**To be done:**
Pick out and copy every line of the records that contains the string "path". Case counts.

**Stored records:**
*-*-*
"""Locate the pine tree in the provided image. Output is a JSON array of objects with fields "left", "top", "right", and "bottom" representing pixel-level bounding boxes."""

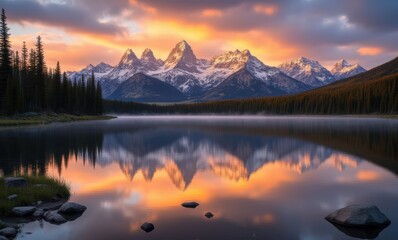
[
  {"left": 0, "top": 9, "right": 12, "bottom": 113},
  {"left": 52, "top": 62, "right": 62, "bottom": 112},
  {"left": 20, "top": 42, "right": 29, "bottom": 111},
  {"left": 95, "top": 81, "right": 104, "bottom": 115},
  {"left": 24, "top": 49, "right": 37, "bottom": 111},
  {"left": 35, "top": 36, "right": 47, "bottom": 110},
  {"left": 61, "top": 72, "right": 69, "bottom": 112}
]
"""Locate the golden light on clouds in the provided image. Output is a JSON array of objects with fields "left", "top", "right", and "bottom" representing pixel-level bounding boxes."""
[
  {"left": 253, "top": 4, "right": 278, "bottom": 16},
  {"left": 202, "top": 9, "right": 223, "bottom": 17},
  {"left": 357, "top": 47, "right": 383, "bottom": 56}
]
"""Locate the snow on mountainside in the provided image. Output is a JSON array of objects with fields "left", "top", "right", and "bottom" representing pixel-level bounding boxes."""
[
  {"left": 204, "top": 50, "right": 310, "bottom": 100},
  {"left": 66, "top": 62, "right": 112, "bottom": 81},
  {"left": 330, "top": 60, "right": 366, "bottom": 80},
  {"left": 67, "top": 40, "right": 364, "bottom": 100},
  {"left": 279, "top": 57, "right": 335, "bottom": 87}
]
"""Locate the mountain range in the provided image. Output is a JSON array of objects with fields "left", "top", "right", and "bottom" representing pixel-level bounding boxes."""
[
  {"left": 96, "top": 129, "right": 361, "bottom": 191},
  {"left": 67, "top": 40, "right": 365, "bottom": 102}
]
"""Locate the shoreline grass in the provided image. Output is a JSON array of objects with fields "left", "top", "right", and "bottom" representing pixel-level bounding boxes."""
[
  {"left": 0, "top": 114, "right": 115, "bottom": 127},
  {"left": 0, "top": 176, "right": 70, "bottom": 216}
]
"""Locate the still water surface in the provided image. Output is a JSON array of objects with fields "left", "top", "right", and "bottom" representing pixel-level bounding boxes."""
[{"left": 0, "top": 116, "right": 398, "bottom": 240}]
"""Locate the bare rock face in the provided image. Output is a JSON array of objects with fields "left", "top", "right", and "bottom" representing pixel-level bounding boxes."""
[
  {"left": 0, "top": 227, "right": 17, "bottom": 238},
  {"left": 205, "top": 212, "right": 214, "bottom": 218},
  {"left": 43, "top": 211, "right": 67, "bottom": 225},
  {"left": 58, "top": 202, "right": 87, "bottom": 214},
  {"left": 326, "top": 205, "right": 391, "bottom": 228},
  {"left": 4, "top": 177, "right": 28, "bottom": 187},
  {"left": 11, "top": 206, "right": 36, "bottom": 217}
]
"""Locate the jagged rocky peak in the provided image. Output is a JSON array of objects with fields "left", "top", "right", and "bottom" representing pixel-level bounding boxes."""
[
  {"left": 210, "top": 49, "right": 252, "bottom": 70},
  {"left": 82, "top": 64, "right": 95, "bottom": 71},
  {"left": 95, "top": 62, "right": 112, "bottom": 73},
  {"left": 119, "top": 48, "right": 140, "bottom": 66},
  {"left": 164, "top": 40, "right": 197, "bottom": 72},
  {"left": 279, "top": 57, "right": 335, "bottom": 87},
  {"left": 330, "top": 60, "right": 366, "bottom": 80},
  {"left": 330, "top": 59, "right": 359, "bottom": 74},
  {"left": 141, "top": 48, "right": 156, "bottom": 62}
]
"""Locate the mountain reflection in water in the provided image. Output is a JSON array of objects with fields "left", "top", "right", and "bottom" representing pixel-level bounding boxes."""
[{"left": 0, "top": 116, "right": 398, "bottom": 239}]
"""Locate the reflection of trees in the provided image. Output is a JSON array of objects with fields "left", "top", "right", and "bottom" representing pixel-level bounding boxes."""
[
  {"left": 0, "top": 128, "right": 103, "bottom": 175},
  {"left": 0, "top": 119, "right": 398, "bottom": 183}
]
*-*-*
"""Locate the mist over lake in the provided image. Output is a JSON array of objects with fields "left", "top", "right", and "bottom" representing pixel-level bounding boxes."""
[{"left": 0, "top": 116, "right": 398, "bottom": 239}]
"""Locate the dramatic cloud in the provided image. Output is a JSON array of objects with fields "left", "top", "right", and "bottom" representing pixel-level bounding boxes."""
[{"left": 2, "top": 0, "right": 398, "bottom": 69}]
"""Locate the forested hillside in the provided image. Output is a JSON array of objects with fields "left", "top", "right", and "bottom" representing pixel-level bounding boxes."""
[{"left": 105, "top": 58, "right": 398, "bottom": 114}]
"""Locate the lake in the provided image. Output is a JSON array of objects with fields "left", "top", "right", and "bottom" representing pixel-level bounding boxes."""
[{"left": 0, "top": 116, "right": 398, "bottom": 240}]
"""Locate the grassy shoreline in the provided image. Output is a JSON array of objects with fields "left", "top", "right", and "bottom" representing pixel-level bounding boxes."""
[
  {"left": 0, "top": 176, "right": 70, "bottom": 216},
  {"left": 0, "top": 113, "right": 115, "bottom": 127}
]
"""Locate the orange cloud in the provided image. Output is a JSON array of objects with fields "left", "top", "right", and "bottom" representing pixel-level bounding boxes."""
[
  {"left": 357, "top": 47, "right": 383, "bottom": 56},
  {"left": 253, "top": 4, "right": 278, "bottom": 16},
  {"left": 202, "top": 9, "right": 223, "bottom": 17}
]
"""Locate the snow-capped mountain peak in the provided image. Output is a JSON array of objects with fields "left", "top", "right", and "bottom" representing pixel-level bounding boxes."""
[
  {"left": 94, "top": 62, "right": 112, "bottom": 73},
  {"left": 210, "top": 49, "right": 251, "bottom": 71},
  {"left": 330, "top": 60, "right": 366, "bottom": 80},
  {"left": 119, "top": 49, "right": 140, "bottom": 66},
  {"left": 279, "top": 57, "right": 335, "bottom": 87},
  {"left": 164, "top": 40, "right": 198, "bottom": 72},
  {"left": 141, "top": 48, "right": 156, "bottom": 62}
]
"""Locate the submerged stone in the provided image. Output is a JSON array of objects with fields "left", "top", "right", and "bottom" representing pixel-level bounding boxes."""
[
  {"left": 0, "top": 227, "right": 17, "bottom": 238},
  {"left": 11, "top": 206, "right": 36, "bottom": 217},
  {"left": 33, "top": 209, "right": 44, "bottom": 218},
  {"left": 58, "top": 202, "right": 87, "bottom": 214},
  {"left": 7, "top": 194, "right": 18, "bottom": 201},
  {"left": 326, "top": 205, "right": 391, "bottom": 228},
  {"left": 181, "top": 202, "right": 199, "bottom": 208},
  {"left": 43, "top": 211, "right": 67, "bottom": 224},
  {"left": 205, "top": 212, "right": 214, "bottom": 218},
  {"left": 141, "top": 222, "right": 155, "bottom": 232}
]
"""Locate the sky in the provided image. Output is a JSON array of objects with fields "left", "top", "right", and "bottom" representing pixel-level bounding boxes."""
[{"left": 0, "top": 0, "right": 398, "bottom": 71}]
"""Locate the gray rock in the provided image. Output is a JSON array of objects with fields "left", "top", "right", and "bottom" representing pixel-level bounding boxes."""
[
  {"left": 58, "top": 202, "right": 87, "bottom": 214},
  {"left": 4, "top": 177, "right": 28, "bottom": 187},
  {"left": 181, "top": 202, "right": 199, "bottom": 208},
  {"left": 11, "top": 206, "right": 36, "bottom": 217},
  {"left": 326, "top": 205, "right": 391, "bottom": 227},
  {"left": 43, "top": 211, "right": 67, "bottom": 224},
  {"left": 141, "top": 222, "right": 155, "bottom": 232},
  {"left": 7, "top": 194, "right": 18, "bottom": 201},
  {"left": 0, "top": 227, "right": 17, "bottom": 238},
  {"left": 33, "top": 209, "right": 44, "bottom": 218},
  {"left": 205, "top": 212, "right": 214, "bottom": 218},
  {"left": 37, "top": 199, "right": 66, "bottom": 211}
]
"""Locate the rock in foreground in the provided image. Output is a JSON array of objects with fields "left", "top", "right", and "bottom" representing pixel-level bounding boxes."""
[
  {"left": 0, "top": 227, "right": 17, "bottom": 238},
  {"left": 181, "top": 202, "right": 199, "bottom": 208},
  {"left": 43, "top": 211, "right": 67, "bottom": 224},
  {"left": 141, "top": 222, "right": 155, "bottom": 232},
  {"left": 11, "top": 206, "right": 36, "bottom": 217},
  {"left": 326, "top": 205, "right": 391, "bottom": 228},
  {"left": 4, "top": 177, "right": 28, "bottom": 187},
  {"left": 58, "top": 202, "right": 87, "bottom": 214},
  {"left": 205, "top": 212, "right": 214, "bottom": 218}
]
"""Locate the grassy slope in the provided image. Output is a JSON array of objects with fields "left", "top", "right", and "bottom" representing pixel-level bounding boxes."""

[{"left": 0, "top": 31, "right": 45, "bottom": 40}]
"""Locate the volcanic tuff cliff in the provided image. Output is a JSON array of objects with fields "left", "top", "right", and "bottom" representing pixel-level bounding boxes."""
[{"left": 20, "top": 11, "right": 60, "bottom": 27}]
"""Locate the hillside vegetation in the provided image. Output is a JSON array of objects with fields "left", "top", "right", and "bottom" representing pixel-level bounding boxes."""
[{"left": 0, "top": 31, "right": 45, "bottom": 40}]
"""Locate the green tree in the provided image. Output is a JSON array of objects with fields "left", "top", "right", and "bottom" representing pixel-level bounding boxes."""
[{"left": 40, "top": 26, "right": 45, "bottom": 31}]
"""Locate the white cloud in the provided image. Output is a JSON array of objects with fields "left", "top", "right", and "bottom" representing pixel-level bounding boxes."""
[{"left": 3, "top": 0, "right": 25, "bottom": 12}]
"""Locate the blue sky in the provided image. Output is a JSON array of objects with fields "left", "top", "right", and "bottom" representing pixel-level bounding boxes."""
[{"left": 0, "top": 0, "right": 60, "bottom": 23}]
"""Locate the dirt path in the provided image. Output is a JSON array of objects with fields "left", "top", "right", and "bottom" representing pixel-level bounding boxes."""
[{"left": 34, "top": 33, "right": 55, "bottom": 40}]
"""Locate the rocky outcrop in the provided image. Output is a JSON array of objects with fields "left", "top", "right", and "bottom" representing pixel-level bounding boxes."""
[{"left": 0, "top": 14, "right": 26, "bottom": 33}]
*-*-*
**Reply to the task:**
"""Locate the dirt path in the provided image. Output is a JSON array of objects with fields "left", "top", "right", and "bottom" representing pixel-level bounding boxes."""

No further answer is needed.